Stated problem: Output the rows below word for word, from the line that contains "of the blue" down to the last line of the rows.

Records to use:
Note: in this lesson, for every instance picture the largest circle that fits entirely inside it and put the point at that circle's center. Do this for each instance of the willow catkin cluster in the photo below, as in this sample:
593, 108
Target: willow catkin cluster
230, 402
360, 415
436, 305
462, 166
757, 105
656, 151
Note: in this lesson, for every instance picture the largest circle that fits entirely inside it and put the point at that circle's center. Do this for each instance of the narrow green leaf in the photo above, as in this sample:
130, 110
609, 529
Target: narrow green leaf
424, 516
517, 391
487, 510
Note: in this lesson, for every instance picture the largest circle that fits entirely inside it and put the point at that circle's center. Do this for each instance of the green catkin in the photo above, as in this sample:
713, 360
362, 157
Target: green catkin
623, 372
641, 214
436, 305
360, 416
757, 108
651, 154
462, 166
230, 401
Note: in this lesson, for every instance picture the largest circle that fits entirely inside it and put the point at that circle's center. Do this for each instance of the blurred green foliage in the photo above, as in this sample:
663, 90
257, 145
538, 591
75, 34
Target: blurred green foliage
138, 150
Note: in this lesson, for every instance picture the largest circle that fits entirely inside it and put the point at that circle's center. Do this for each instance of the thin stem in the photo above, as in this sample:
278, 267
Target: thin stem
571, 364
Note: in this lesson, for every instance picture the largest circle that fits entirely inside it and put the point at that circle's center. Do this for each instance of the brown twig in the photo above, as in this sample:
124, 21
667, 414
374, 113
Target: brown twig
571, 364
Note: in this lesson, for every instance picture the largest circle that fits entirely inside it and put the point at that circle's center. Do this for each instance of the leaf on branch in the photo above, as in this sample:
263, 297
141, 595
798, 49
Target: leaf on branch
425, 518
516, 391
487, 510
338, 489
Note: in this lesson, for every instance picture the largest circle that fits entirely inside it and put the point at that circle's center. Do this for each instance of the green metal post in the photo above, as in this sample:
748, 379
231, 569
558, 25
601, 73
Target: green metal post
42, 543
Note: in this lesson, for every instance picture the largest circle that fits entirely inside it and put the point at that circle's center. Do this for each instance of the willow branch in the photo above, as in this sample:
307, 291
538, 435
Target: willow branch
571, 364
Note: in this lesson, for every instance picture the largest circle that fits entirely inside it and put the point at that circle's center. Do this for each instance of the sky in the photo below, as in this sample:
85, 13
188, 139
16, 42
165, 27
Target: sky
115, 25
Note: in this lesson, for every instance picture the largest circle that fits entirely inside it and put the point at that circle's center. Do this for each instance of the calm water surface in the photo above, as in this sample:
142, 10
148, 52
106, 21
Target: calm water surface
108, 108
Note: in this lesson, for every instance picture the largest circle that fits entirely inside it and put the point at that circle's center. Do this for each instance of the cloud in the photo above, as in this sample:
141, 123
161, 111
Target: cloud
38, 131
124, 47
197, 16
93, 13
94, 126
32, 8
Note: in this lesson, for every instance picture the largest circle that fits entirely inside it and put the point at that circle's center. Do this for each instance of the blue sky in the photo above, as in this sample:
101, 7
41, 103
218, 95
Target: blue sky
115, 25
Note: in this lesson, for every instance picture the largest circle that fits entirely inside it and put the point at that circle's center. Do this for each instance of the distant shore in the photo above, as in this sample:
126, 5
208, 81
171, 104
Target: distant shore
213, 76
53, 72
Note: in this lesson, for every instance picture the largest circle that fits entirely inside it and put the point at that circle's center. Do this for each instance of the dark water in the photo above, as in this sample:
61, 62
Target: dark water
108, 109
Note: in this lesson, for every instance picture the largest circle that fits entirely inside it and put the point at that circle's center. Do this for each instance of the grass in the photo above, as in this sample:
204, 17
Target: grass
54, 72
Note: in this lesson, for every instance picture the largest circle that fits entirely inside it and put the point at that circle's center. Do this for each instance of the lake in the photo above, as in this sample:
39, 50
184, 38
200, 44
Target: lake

The response:
Note: in this lesson, for every instance picture the largest circle that fits entirely inside it and put the point at that circle's center. Do this for each instance of the blue sky in the photo above, as in this sample:
101, 7
41, 103
218, 95
Target: blue sky
115, 25
Note: in this lesson, for every instance picture the largest circle that fits entirely inside it and put the point at that circle's center. Do this for each instance of the distant shore in the photo above, as in this sample:
126, 5
208, 81
171, 104
Target: distant shore
213, 76
53, 72
Note: in this lesson, for every instance picture the largest circle that fits entirely inside it and put the point at that circle's center. Do this for each instance of the dark water in the photo above, as in this sample:
61, 62
Target: dark water
108, 109
Note: in this lesson, for every instance picture the largest circle that fits entirely inside it and put the point at that circle's center. Do this for each instance of the grass in the photo above, as in this sample:
204, 17
Target: grass
54, 72
Note: in this lesson, for every instance picture the largest circle that fits entirely inside it and put the point at that circle's center. Do this for each instance of the lake in the photo above, as in this sample:
39, 50
184, 38
200, 44
Target: lake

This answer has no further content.